文章の抜粋
⟨

災害・復興支援

震災から4年。支援の「受け手」から復興の「担い手」へ-「もう死にたい」を乗り越えて被災地に希望を灯す

東日本大震災から4年が経過した石巻市

「復興に関わりたい」子どもたちは約67%

東日本大震災から4年が経過しました。ある小学校の校長先生の言葉を借りるのであれば、「震災が”始まってから”」4年が経過したことになります。

4年の月日が流れていく中で、今年大学を卒業するのは、震災当時の高校3年生たちです。私が所属する石巻専修大学でも、この3月に約400名の卒業生が社会に旅立ちます。震災当時、中学2年生だった子どもたちは、高校を卒業し、小学校2年生だった子どもたちは、今年小学校を卒業します。

避難所、仮設住宅、そして復興公営住宅へと、生活の場が変化していく中、また依然としてスクールバス通学を強いられるなど、劣悪な学習環境におかれている中、被災地における子どもたちは、支援の「受け手」として、常に認識されているのではないでしょうか?

確かに以前の記事「震災が”始まってから”二年半-全国不登校率ワーストの宮城県の今」や、「4年目に入る被災地。子ども「だけ」の支援では子どもを救えない。-NPOが使命を果たすためにすべきただ一つのこと」で述べたように、より根深い深刻な課題はいくつも横たわっています。

しかし、その一方で子どもたち自身が支援の、復興の「担い手」に回りたいと思っていることは、あまり知られていません。

公益社団法人セーブ・ザ・チルドレン・ジャパンが実施した「Hear Our Voice 9〜子ども参加に関する意識調査 2014〜」

公益社団法人セーブ・ザ・チルドレン・ジャパンが実施した「Hear Our Voice 9〜子ども参加に関する意識調査 2014〜」によると、「あなたは住んでいる町の復興に関わりたいと思いますか?」という問いに対して、約70%の子どもたち(小〜高校生)が「関わりたい」と回答しています。

公益社団法人セーブ・ザ・チルドレン・ジャパンが実施した「Hear Our Voice 9〜子ども参加に関する意識調査 2014〜」

また、「あなたは自分のまちの復興のために何かしたことがありますか?」という問いに対して、約60%の子どもたちが「したことがある」と回答しています。

⟩

データの行

⟨

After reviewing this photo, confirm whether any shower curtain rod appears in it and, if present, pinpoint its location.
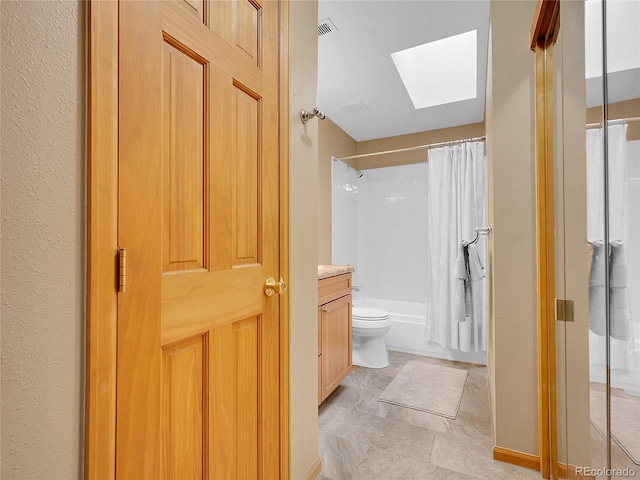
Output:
[586,117,640,128]
[336,135,487,160]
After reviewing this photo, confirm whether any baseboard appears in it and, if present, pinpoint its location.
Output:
[558,463,596,480]
[493,447,540,471]
[493,447,595,480]
[302,457,322,480]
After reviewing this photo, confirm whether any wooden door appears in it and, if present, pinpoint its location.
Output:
[115,0,281,480]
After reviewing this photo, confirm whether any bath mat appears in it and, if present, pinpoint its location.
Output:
[591,389,640,465]
[378,361,467,419]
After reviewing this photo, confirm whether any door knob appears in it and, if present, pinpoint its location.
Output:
[276,277,287,295]
[264,277,287,297]
[264,277,276,297]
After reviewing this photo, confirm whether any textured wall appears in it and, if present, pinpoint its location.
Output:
[0,1,85,480]
[289,0,319,479]
[486,0,538,455]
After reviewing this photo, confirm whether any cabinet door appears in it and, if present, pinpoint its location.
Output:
[321,295,352,399]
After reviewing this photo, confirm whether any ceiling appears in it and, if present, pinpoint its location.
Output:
[318,0,489,142]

⟩

取り組む作業
A) エントリのうち、「After reviewing this photo, confirm whether any wooden」を含む行から最後の行までを、両端の行も入れてそのまま書き写してください。
B) 震災復興と子どもたちについての文章を、最後の文のあとから書き継いでください。

作業別の答え
A)
After reviewing this photo, confirm whether any wooden door appears in it and, if present, pinpoint its location.
Output:
[115,0,281,480]
After reviewing this photo, confirm whether any bath mat appears in it and, if present, pinpoint its location.
Output:
[591,389,640,465]
[378,361,467,419]
After reviewing this photo, confirm whether any door knob appears in it and, if present, pinpoint its location.
Output:
[276,277,287,295]
[264,277,287,297]
[264,277,276,297]
After reviewing this photo, confirm whether any textured wall appears in it and, if present, pinpoint its location.
Output:
[0,1,85,480]
[289,0,319,479]
[486,0,538,455]
After reviewing this photo, confirm whether any cabinet door appears in it and, if present, pinpoint its location.
Output:
[321,295,352,399]
After reviewing this photo, confirm whether any ceiling appears in it and, if present, pinpoint its location.
Output:
[318,0,489,142]

B)
支援の「受け手」とされている子どもたちが、実は「担い手」として復興に携わりたいと思っていることは、課題山積の被災地において、かすかな希望です。

東北3県(岩手・宮城・福島)では、中学時代あるいは高校時代に被災を経験し、現在大学に通っている学生も少なくない。この調査結果のように「復興に関わりたい」と思っていた震災当時の中学生、高校生は、大学生となったいま、どんな思いを抱えながら、生きているのでしょうか?

今回は、本学に通うある1人の学生の物語を紹介したいと思います。以下は、学生による寄稿です。

東日本大震災から4年が経過した石巻市

「死にたい。」と何度も思った私が、被災地と関わる理由。

2011年3月11日。当時、私は高校2年生だった。

この日はたまたま高校が休み。私は沿岸部の祖父母の家で過ごしていた。午前中に外出した疲れから、少しうたた寝をしていた。そんな時、東日本大震災が発生した。

家の中は、足の踏み場も無いくらいめちゃくちゃ。更に震災前から、祖父母は2人とも体調を崩しており、2人だけにはできない。私は震災発生からの数週間を祖父母と過ごした。

1ヶ月程が経過し、祖父母も少し落ち着いた頃、私は少し体の不調を感じた。寝れない。動悸がする。「変だな?」と思い、内科を受診した。そこで言われたのは「震災の影響でそうなっている人はたくさんいるよ。とりあえず睡眠薬出しておくね。」の一言だった。私もそんなものかと思い、その時はあまり重く捉えていなかった。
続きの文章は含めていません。